**Directions:**
Pick out each line in the material below that contains the string "guitar", and copy those lines out.
= = = =
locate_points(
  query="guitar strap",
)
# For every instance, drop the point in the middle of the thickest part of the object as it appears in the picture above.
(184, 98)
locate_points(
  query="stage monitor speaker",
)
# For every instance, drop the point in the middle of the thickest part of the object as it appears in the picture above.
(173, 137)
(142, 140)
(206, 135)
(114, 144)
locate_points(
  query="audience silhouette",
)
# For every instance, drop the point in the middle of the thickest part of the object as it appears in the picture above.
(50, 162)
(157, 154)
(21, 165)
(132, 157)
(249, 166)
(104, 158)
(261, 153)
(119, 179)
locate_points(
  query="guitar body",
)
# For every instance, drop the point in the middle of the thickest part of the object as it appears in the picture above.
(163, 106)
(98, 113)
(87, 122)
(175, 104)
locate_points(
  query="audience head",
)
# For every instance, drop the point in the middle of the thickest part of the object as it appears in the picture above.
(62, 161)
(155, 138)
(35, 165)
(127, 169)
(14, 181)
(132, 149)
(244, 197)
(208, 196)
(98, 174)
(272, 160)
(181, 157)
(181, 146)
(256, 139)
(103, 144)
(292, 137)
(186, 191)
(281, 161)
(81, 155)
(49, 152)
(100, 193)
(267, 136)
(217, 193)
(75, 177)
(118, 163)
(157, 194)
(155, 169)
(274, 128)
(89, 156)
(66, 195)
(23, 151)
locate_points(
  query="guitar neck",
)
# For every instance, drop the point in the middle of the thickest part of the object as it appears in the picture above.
= = = =
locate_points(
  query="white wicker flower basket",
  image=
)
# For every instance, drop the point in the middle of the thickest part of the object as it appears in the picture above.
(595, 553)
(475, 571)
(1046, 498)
= = = =
**Response to the task:**
  query="guitar strap",
  query="guitar body",
  query="guitar neck",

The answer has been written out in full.